§ Text:
──────────
He was employed by the State Entomological Institution from 1903 to 1906 and at the National Museum at different times between 1903 and 1910 during which time he was a master at several higher schools in Stockholm from 1907 until 1909, and travelled in Sweden for study purposes through 1902 to 1909 before he led expeditions to Australia. A lecture tour in the USA lasted from 1916 to 1917 after which he was Swedish consul in Sumatra in 1920 among other postings and a study period in the US from 1921 to 1925.

==Australian expeditions==
In the early 1900s Mjöberg set off to the Kimberley region of Western Australia in an attempt to prove his Darwinian human evolution theory. What he did not know was that his expedition would have dire repercussions for years to follow for indigenous Australians, and for himself. In Western Australia, Mjöberg became obsessed with the Aboriginal people, and what started off as collecting native flora and fauna for research, soon led to the desecration of sacred burial grounds and the smuggling of human remains back to Sweden.

Historians have described Mjöberg as aggressive, arrogant and devious, a leader who made enemies with local Aboriginal people, pastoralists and even his own scientific team.

In 1912-1913, he made a second expedition to Australia's east coast: Queensland, New South Wales and Victoria, removing one set of remains from each.

==Controversy==
The 1915 publication of his diaries about the 1910 expedition exposed his unethical and illegal collection of material from Australia. Most of the material kept in Sweden's Museum of Ethnography was brought there between 1910 and 1911. Swedish anthropologist Claes Hallgren of Dalarna University wrote the book Two Travellers – Two Pictures of Australia, examining Mjoberg's methods, prompting an ethical debate that led the Swedish Government to contact the Australian authorities. Ninety years after their removal, his great-niece Lotte Mjöberg, a journalist in Stockholm, initiated the return of skeletons to the Aboriginal people in September 2004. Aboriginal elders travelled to Stockholm to receive the remains and start the process of spiritual healing. Spokesman for the Kimberley Aboriginal Law and Culture Centre, Neil Carter said: "The belief is that once a burial ground has been disturbed, the spirits and the country will not rest until the remains have been brought back." Aborigines believe that the spirit of the departed cannot go on into the afterlife if the bones are disturbed. Eighteen boxes containing bones, believed to include the skeletons of two small children, were sent to the National Museum of Australia for identification before being interred at their traditional lands.
──────────
§ Dataset:
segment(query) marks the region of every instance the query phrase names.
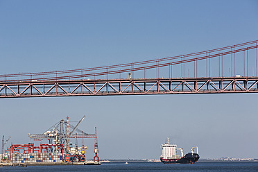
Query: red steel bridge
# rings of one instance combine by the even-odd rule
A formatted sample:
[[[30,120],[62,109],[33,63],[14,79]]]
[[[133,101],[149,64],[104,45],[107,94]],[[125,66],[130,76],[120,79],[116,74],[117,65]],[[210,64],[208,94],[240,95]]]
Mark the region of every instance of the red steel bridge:
[[[1,74],[0,98],[255,93],[257,44],[99,67]]]

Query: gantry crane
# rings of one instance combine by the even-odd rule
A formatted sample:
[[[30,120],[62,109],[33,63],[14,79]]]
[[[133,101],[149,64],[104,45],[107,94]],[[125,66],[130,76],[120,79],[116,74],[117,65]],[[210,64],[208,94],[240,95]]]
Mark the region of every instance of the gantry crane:
[[[95,134],[88,134],[78,128],[80,123],[85,118],[85,116],[80,120],[76,126],[69,123],[69,117],[67,121],[63,119],[55,123],[50,128],[46,130],[43,134],[31,134],[28,137],[35,141],[43,139],[49,140],[49,144],[63,144],[64,152],[69,153],[69,139],[71,138],[95,138],[96,139],[96,130]],[[96,128],[95,128],[95,130]],[[71,132],[69,132],[71,130]],[[83,146],[84,147],[84,146]]]

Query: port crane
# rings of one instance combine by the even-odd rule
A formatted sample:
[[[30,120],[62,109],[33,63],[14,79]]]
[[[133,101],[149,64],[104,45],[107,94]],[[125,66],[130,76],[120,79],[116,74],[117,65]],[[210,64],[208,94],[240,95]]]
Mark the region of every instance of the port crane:
[[[78,126],[85,118],[85,116],[79,121],[76,126],[69,123],[69,118],[67,117],[67,121],[60,120],[55,123],[43,134],[31,134],[28,135],[31,139],[35,141],[48,140],[51,144],[63,144],[64,152],[69,151],[69,139],[71,138],[95,138],[96,139],[96,128],[95,128],[95,134],[89,134],[78,128]],[[70,132],[71,130],[71,132]],[[83,146],[84,147],[84,146]]]
[[[3,139],[2,139],[2,151],[1,154],[3,156],[3,149],[4,149],[4,146],[8,142],[8,141],[10,139],[11,137],[9,136],[8,138],[4,141],[4,136],[3,135]],[[2,158],[2,157],[1,157]]]
[[[195,148],[196,148],[196,153],[197,154],[199,154],[199,151],[198,151],[198,146],[196,146],[196,147],[192,147],[191,148],[191,154],[194,154],[194,149]]]

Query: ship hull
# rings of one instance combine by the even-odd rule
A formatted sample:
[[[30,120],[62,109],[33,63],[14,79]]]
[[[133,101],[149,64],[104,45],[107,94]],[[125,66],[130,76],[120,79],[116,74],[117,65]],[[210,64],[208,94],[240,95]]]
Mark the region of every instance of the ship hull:
[[[187,153],[180,159],[164,159],[160,158],[160,160],[164,164],[194,164],[200,158],[197,153]]]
──────────
§ Study questions:
- a) List every person named by full name in the Controversy section of the Mjöberg text.
- b) Duplicate the passage of the Mjöberg text from "Historians have described" to "own scientific team.".

§ Replies:
- a) Claes Hallgren, Lotte Mjöberg, Neil Carter

- b)
Historians have described Mjöberg as aggressive, arrogant and devious, a leader who made enemies with local Aboriginal people, pastoralists and even his own scientific team.